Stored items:
►

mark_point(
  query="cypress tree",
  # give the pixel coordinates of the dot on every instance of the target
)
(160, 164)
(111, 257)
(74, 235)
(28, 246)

◄

■ **EXERCISE DIRECTIONS**:
Restate every record above, exactly, in full.

■ **ANSWER FOR THE TASK**:
mark_point(
  query="cypress tree",
  # give the pixel coordinates of the dot on every instance of the target
)
(160, 164)
(111, 257)
(74, 235)
(28, 246)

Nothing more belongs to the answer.